Member of the National Assembly for Morbihan's 6th constituency
- Incumbent
- Assumed office 21 June 2017
- Preceded by: Philippe Noguès

Mayor of Brandérion
- In office 28 March 2014 – 10 July 2017
- Preceded by: Hubert de Lageneste
- Succeeded by: Jean-Yves Carrio

Personal details
- Born: 29 February 1968 (age 58) Metz, France
- Party: Renaissance
- Occupation: Military nurse

= Jean-Michel Jacques =

French politician (born 1968)

Jean-Michel Jacques (/fr/; born 29 February 1968) is a French politician who has represented the 6th constituency of the Morbihan department in the National Assembly since 2017. A member of Renaissance (RE, formerly La République En Marche!), he has presided over the National Assembly National Defence and Armed Forces Committee since 2024. Jacques is a former military nurse with French Navy special forces, under the Special Operations Command.

==Early life and career==
Born in 1968 in Metz, Jacques grew up in Hagondange, a small town nearby, in Moselle. In 1988, at 18 years-old, he joined the French Navy; he specialised in military nursing, later passing selection for the Commandos Marine, the Special Operation Forces of the Navy. Jacques served for a total of 23 years with the Navy, also being a volunteer firefighter in Morbihan.

Stored data entries:

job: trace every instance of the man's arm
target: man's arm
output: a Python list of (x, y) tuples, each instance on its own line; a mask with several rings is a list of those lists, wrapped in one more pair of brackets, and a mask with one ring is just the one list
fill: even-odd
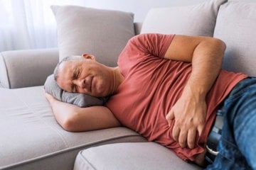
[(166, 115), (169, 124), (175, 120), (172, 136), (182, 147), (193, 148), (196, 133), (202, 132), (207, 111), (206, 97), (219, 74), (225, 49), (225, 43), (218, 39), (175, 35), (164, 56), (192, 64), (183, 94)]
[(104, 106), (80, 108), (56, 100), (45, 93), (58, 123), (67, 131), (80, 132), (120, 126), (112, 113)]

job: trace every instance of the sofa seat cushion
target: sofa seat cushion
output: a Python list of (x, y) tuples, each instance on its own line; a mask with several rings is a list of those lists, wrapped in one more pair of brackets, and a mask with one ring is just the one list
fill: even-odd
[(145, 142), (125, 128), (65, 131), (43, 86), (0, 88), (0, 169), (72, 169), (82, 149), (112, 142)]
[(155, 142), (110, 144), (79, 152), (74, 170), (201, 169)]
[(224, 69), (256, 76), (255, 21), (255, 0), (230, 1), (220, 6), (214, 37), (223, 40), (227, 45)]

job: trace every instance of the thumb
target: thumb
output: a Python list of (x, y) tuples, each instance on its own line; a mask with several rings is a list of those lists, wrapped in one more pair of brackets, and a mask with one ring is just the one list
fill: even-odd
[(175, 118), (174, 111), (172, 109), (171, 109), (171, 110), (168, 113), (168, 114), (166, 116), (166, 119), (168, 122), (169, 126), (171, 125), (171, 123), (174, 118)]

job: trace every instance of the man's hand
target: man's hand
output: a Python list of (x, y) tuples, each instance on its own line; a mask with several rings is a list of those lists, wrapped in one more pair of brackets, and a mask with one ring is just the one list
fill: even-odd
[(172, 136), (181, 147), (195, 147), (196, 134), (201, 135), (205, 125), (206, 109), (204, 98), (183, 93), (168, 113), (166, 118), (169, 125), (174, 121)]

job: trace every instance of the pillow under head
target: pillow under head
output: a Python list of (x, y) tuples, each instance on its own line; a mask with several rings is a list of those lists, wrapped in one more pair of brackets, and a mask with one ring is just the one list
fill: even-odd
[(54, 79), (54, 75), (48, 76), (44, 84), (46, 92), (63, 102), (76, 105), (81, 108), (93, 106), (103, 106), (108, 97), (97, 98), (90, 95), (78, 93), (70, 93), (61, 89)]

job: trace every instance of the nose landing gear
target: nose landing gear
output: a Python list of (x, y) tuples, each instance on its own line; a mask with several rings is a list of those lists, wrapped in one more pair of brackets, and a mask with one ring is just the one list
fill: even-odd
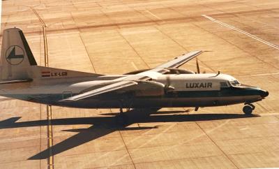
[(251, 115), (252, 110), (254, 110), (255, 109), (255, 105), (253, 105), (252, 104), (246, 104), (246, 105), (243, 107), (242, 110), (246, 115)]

---

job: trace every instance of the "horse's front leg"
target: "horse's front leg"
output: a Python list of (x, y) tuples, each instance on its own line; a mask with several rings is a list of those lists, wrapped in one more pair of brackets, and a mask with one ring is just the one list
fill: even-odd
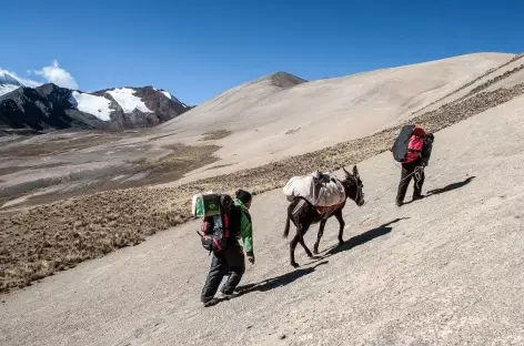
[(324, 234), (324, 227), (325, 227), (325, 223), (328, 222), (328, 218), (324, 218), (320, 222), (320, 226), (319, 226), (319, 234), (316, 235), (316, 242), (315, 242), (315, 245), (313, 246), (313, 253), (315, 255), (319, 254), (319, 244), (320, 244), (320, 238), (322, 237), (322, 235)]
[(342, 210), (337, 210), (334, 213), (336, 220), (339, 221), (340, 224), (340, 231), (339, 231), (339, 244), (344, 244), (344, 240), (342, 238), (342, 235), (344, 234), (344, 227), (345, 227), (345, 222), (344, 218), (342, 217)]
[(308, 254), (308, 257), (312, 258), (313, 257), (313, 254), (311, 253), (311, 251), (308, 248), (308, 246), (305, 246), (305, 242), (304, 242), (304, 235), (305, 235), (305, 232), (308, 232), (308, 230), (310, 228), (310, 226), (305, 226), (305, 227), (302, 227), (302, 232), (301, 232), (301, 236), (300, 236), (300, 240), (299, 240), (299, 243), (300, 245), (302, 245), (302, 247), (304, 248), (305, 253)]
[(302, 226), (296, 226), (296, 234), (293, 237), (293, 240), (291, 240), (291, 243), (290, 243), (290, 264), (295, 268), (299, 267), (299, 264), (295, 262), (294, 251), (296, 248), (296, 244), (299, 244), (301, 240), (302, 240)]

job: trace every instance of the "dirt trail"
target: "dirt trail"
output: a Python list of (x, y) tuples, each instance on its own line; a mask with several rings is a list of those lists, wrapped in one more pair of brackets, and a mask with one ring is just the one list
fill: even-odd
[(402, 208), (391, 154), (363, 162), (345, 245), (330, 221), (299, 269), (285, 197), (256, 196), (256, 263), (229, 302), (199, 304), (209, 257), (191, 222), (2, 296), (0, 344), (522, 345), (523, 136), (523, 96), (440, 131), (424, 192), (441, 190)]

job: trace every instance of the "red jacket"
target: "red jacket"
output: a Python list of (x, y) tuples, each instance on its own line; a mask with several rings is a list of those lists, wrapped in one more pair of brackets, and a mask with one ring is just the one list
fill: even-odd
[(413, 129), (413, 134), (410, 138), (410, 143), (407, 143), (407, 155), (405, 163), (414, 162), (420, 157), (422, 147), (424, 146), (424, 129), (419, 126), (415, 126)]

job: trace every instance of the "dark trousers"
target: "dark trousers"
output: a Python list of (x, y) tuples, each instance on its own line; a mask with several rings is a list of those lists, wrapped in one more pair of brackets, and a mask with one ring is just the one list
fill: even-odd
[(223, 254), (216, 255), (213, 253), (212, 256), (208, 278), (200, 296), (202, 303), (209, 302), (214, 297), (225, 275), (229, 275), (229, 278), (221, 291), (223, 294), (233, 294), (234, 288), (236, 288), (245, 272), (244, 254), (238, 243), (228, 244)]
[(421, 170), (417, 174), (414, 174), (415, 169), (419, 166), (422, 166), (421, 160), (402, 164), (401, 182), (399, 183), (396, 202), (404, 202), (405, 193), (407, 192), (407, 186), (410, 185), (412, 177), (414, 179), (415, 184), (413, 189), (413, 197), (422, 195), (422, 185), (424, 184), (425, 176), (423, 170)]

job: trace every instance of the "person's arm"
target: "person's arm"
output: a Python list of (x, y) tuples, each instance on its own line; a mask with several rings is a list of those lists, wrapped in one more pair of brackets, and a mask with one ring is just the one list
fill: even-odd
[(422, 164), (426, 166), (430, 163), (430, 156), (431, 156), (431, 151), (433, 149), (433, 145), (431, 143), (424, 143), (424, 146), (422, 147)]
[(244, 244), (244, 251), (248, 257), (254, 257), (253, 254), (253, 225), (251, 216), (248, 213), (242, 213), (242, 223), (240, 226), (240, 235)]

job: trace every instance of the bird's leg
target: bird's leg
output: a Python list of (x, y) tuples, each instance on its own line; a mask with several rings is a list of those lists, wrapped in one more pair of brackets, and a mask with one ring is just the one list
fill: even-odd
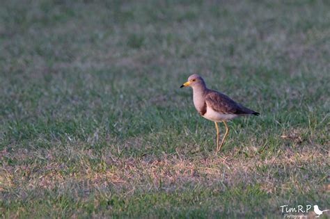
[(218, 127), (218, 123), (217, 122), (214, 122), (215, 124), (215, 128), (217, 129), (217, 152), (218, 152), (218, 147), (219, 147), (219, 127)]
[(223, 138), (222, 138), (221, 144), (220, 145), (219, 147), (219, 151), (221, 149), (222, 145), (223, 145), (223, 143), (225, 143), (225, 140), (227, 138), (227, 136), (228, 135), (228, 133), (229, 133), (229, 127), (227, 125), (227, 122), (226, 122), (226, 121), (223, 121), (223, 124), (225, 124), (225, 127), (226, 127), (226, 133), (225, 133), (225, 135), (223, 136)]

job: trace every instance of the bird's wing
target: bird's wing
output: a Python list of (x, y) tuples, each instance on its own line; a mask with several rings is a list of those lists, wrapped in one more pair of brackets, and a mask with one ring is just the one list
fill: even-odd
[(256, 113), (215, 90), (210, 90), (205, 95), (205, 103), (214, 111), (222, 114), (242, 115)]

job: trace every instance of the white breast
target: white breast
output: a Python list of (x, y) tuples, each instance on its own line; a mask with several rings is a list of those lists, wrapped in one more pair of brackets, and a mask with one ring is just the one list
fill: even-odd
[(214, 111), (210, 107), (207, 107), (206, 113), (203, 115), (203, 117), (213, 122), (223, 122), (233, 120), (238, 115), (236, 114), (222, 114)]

Actions to take
**1.** Answer these questions using the page excerpt on Jean-Michel Jacques.
(a) Who preceded Jean-Michel Jacques as Mayor of Brandérion?
(b) In what year did Jean-Michel Jacques join the French Navy?
(c) Which National Assembly committee has Jean-Michel Jacques presided over since 2024?
**2.** Set down, word for word, the portion of the page excerpt on Jean-Michel Jacques that opens with the words containing "Personal details" and closes with "Special Operations Command.".

Responses for each task
**1.**
(a) Hubert de Lageneste
(b) 1988
(c) The National Defence and Armed Forces Committee

**2.**
Personal details
- Born: 29 February 1968 (age 58) Metz, France
- Party: Renaissance
- Occupation: Military nurse

= Jean-Michel Jacques =

French politician (born 1968)

Jean-Michel Jacques (/fr/; born 29 February 1968) is a French politician who has represented the 6th constituency of the Morbihan department in the National Assembly since 2017. A member of Renaissance (RE, formerly La République En Marche!), he has presided over the National Assembly National Defence and Armed Forces Committee since 2024. Jacques is a former military nurse with French Navy special forces, under the Special Operations Command.